■ **Directions**
Transcribe exactly every line from the one containing "Which pixel sits on the snow" down to the final line of the listing below, including both, and leave out the rest.

■ **Records to use**
###
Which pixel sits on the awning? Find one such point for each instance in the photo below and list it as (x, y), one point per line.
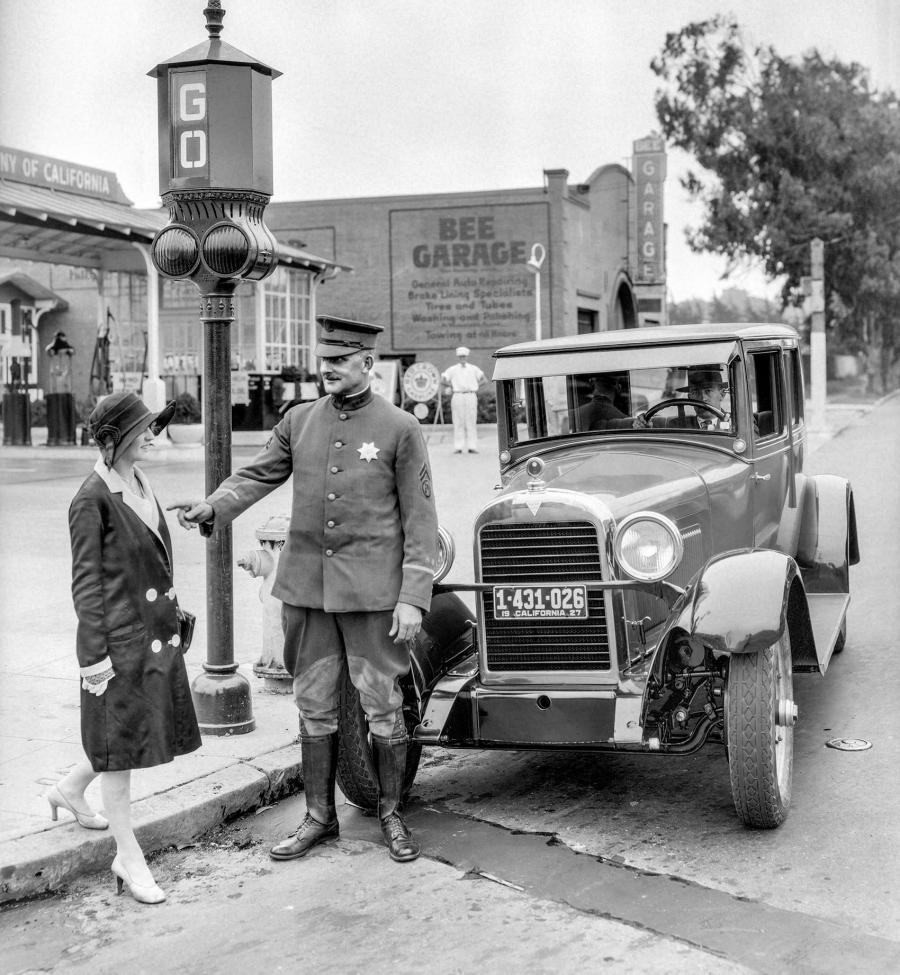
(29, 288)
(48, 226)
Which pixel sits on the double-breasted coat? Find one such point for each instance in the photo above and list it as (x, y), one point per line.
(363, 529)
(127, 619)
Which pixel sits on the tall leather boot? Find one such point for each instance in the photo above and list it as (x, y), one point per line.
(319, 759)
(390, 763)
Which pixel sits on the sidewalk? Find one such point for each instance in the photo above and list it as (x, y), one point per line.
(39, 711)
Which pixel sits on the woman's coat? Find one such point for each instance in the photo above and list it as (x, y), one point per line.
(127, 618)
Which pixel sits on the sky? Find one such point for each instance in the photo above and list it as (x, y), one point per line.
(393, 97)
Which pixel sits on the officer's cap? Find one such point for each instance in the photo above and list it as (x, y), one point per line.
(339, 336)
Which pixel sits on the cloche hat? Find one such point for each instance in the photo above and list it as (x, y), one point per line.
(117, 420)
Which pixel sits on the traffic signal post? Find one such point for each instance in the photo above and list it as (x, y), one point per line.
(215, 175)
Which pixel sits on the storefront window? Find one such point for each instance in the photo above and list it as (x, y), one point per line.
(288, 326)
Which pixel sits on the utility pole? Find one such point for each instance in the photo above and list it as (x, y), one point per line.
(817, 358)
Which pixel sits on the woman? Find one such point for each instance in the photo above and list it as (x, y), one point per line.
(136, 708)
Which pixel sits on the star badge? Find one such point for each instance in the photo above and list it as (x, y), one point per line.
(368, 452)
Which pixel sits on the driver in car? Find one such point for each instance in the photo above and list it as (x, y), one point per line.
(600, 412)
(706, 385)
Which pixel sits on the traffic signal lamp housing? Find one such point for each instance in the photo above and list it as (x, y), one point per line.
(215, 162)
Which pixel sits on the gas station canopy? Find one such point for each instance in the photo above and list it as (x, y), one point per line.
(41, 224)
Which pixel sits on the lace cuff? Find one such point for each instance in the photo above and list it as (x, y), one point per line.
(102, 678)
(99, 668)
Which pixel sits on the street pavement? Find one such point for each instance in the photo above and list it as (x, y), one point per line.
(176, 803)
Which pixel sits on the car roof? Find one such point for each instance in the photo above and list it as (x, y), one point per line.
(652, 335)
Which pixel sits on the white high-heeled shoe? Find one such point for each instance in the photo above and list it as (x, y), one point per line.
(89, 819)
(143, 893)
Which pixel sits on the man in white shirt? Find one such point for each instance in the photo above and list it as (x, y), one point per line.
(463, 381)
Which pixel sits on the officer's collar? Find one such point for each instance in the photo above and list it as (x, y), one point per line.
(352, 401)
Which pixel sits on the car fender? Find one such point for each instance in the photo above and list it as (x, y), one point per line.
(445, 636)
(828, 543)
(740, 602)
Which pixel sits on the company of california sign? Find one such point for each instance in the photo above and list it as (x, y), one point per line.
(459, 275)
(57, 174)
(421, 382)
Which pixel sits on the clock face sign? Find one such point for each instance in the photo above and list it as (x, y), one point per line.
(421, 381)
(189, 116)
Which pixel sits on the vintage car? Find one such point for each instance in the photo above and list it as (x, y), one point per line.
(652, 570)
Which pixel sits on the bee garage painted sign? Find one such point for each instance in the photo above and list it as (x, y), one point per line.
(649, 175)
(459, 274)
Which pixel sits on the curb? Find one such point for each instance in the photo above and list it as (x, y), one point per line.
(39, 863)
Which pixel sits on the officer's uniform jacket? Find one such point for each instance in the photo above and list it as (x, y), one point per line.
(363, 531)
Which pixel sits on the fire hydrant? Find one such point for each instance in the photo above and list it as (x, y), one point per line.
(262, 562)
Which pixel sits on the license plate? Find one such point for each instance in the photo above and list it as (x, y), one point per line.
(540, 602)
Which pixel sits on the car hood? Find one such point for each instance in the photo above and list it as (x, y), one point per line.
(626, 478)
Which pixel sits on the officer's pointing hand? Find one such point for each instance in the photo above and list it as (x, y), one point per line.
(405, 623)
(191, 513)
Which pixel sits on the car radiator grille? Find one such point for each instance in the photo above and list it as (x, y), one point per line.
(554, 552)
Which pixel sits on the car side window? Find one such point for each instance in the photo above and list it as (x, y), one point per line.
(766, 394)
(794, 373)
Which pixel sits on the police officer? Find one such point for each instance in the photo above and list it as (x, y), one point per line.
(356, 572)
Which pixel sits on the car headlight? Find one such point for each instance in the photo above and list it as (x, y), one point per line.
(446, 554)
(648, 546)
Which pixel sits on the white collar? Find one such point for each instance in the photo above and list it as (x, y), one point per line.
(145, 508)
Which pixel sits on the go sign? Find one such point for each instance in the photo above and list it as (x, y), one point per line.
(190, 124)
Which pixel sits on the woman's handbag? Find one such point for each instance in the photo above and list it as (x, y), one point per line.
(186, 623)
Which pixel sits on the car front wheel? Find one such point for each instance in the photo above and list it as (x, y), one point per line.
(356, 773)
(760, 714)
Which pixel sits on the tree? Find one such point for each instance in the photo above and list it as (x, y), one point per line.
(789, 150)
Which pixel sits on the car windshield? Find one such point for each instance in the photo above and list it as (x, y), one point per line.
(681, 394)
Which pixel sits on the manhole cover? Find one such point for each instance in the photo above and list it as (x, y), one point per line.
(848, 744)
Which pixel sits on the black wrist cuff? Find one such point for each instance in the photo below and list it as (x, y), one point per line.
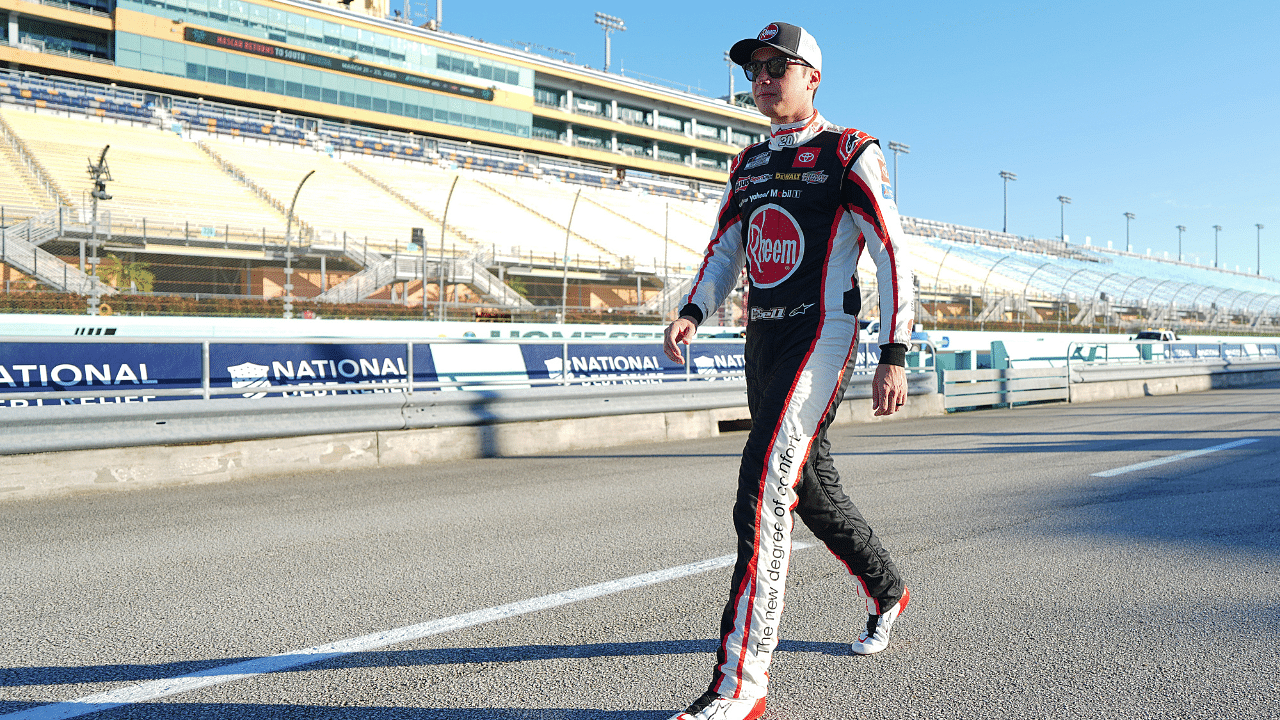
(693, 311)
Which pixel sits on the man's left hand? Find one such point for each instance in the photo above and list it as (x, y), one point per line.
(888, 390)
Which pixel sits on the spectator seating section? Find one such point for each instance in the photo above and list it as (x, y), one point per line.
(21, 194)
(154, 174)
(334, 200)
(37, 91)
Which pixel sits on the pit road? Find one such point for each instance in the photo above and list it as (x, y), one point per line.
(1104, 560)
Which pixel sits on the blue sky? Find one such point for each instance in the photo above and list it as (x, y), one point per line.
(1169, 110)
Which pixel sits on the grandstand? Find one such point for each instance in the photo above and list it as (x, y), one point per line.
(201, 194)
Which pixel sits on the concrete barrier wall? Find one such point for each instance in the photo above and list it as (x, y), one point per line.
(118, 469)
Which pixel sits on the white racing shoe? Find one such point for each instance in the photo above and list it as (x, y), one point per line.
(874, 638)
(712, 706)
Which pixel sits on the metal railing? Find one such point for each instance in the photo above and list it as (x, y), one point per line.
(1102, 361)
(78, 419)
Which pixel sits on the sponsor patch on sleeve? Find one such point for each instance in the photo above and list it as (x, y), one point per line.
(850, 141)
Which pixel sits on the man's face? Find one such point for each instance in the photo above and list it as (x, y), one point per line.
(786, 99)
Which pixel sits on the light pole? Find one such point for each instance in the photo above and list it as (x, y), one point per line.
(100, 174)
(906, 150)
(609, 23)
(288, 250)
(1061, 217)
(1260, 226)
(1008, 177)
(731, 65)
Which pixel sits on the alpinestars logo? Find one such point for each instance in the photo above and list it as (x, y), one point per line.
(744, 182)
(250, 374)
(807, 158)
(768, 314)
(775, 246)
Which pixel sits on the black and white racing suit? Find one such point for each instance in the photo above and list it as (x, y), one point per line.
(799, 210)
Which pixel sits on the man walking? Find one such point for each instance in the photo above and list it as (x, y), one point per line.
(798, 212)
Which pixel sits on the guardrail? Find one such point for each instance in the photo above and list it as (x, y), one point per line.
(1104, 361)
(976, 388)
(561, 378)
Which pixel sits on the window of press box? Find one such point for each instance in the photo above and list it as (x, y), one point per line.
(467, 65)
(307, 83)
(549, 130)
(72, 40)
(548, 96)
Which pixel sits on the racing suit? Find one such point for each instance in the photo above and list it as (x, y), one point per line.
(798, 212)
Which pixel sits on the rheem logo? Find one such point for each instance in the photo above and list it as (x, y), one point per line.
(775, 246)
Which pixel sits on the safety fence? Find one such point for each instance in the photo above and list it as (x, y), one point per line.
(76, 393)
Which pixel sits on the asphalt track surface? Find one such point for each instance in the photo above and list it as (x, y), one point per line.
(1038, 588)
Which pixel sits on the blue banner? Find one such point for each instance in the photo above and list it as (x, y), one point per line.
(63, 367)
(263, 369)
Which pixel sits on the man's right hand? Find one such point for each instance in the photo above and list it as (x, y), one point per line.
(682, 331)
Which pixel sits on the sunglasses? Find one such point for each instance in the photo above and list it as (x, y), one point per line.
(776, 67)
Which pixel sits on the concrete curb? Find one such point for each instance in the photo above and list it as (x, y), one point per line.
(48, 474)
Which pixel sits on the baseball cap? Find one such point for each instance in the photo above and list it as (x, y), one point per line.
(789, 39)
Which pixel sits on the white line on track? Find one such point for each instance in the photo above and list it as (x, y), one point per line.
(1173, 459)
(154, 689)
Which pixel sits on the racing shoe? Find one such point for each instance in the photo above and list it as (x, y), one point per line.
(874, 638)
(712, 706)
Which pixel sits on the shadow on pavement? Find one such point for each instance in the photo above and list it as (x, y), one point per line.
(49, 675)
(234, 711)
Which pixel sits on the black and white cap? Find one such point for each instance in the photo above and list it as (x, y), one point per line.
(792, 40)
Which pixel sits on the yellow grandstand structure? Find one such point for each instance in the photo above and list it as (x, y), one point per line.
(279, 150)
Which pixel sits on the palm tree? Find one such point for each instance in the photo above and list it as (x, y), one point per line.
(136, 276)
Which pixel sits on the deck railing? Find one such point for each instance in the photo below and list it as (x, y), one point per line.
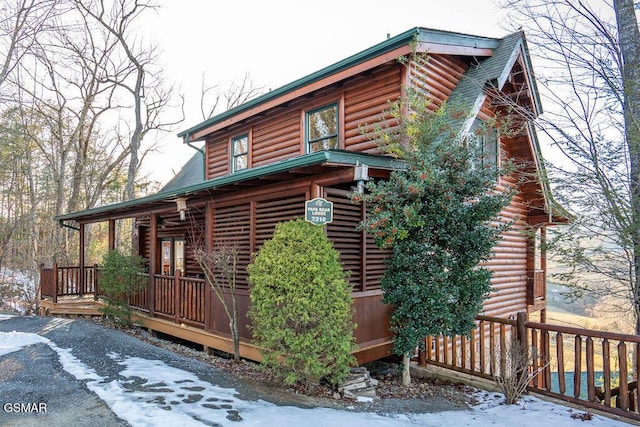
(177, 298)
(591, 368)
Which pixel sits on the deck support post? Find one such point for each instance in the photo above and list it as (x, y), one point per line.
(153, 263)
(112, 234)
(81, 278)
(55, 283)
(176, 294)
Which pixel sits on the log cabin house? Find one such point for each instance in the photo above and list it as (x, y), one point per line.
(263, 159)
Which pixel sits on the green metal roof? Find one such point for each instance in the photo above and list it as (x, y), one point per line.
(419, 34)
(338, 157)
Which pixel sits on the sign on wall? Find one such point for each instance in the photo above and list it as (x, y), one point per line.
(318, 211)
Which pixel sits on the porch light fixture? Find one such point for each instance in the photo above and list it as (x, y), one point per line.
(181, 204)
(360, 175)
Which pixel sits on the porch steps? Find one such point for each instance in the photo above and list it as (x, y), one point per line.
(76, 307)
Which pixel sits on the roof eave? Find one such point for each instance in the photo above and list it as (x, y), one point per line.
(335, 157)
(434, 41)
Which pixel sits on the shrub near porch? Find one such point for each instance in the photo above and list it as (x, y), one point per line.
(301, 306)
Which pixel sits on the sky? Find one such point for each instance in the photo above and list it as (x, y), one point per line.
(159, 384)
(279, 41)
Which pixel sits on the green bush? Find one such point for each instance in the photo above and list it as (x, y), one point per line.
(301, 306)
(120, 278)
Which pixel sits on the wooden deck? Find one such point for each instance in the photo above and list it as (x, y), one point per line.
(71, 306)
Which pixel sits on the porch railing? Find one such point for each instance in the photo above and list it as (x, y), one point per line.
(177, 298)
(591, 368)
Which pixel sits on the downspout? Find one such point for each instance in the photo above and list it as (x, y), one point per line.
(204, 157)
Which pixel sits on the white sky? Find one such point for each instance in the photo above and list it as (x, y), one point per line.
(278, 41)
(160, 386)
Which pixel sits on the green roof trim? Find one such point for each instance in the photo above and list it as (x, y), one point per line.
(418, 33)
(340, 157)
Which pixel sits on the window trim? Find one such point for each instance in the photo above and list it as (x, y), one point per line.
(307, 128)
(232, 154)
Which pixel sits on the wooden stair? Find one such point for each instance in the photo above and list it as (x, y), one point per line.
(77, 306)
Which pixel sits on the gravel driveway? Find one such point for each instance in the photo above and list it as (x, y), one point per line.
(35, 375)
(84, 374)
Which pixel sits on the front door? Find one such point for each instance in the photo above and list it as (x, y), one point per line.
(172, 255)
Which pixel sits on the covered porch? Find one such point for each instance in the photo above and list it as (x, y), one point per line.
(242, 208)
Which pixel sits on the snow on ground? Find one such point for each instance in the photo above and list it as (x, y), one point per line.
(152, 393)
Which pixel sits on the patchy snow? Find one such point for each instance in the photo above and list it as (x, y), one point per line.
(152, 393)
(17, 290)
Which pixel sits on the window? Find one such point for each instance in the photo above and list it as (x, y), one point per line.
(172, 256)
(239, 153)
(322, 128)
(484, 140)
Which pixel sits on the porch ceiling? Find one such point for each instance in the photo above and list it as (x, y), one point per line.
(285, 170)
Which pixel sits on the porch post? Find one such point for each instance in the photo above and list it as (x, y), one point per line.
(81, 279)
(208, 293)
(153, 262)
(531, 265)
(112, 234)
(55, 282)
###
■ **Answer for the task**
Which pixel sits on the snow on ground? Find one such point for each instance in the photo above and list it as (x, y), one point per line.
(152, 393)
Which pixel sits on the patchy snow? Find one such point for each instance in the photo above and list it as (x, y), one point per line.
(152, 393)
(17, 290)
Which pixel sits on the window? Find one such point for each instance in the photo above and list it as (x, y), one point per line.
(172, 256)
(239, 153)
(322, 128)
(484, 140)
Which pixel sits on the porch ceiling? Find one such point for each instance in the photo above and list it as (x, y), one point per line.
(285, 170)
Which pixel sits on the porch post? Find one such point for each instance in the photo above and list it as (x, y), one point per line.
(81, 279)
(208, 293)
(153, 262)
(531, 265)
(112, 234)
(55, 282)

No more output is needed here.